## Opdrachten
A – Herhaal woord voor woord het stuk uit het paginafragment over fietsstallingskosten dat begint bij "4. Artikel 64ter, eerste" en doorloopt tot en met "relatie werknemer- werkgever.".
B – Tel in de vermeldingen hoeveel regels het woord "blue" bevatten, en geef alleen dat getal.

## Paginafragment
* * * * * * * * *
3. Er is geen enkele controleactie, specifiek gericht op deze categorie van kosten, georganiseerd of voorzien door de Algemene Administratie van de Fiscaliteit. Het is niettemin mogelijk dat controles inzake deze materie werden uitgevoerd, hetzij in het kader van gecentraliseerde "thematische" acties zoals, bijvoorbeeld, deze betreffende de verificatie van de kosten afgetrokken door vennootschappen, hetzij als gevolg van selecties die plaatselijk werden uitgevoerd door de taxatiediensten zelf. De bepaling van het evenredige gedeelte van de kosten dat eventueel niet in aanmerking komt voor de bedoelde verhoogde aftrek is een feitelijke kwestie. In casu de terbeschikkingstelling van ruimtes, de door de vennootschap toegepaste modaliteiten voor de bestemming van het onroerend goed gebruikt voor de stalling van fietsen zijn, onder andere, elementen van die aard dat zij de taxatieambtenaar toelaten om in dit opzicht zijn houding te bepalen.

4. Artikel 64ter, eerste lid, 3° van het Wetboek van de inkomstenbelastingen 1992 werd ingevoegd door de Economische Herstelwet van 27 maart 2009. Uit de toelichting bij deze wet blijkt dat deze reglementering er is gekomen omdat de Belgische werknemers die zich per fiets naar het werk begeven in velerlei opzichten voordelig zijn voor de werkgevers. Naast de kilometervergoeding voorziet de wet in eenvrijstelling van personenbelasting indien de werkgever aan de werknemer een fiets ter beschikking stelt en de onderhouds-en stallingskosten voor zijn rekening neemt. Het doel daarvan is een stelsel van "bedrijfsfietsen" uit te bouwen. Klanten, bestuursleden of derden worden vanuit deze zienswijze helemaal niet bedoeld. Het is immers een regeling die uitsluitend betrekking heeft op de relatie werknemer- werkgever.
* * * * * * * * *
## Aangeleverde gegevens
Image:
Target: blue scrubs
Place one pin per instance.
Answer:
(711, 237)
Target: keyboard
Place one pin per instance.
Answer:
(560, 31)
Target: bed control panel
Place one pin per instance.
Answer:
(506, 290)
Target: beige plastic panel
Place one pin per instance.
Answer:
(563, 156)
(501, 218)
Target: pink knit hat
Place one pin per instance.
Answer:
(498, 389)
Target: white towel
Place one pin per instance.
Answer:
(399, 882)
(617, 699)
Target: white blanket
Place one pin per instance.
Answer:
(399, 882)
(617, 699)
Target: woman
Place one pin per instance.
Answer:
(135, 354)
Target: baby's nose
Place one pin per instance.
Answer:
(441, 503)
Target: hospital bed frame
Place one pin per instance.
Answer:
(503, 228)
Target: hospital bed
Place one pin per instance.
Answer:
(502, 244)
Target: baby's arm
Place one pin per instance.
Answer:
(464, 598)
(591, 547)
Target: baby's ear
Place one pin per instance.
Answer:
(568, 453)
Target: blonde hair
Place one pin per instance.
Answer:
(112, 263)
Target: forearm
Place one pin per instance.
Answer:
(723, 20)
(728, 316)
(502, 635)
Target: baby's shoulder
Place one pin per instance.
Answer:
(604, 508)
* * * * * * * * *
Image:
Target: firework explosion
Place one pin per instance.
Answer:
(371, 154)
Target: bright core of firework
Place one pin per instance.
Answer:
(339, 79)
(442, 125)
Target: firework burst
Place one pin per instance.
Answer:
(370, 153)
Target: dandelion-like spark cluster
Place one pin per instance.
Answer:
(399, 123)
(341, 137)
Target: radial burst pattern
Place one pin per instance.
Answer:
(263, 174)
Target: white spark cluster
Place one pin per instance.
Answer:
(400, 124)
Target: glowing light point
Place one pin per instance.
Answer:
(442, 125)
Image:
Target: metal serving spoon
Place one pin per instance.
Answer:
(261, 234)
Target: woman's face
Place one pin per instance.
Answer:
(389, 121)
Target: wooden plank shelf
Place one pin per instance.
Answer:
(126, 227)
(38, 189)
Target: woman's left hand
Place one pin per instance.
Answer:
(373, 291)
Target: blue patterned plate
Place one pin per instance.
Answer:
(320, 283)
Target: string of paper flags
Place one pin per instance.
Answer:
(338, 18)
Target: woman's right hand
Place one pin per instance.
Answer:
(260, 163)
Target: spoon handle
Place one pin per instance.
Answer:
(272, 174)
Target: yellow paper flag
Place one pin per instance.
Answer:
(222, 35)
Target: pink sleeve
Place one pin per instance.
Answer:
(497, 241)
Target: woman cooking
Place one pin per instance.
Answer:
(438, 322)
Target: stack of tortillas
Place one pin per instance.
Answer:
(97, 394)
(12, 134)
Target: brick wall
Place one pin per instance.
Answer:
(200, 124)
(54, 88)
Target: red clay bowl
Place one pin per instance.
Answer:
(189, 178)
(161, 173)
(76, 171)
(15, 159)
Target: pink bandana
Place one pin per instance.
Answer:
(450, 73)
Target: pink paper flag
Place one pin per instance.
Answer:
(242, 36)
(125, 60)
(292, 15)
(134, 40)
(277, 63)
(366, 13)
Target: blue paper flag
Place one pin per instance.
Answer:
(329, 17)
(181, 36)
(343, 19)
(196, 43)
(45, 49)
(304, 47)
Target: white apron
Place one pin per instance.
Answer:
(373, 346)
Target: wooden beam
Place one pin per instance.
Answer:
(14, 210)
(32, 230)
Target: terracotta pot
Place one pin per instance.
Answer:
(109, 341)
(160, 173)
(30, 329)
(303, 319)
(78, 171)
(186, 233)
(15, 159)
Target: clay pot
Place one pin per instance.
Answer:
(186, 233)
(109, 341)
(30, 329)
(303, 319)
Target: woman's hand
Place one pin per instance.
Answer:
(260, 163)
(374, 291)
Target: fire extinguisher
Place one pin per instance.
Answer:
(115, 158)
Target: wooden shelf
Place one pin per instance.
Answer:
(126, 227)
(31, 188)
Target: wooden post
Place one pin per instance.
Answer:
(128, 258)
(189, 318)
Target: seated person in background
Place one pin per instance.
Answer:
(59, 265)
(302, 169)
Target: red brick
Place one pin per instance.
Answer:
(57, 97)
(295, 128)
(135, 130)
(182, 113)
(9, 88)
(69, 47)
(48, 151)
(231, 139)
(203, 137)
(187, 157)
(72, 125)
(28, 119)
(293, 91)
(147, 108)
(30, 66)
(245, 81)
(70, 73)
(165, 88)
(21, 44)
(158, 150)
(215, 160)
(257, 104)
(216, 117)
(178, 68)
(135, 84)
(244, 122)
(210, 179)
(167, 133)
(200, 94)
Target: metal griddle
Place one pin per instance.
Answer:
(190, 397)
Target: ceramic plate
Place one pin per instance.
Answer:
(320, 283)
* * * * * * * * *
## Antwoorden
A –
4. Artikel 64ter, eerste lid, 3° van het Wetboek van de inkomstenbelastingen 1992 werd ingevoegd door de Economische Herstelwet van 27 maart 2009. Uit de toelichting bij deze wet blijkt dat deze reglementering er is gekomen omdat de Belgische werknemers die zich per fiets naar het werk begeven in velerlei opzichten voordelig zijn voor de werkgevers. Naast de kilometervergoeding voorziet de wet in eenvrijstelling van personenbelasting indien de werkgever aan de werknemer een fiets ter beschikking stelt en de onderhouds-en stallingskosten voor zijn rekening neemt. Het doel daarvan is een stelsel van "bedrijfsfietsen" uit te bouwen. Klanten, bestuursleden of derden worden vanuit deze zienswijze helemaal niet bedoeld. Het is immers een regeling die uitsluitend betrekking heeft op de relatie werknemer- werkgever.

B – 3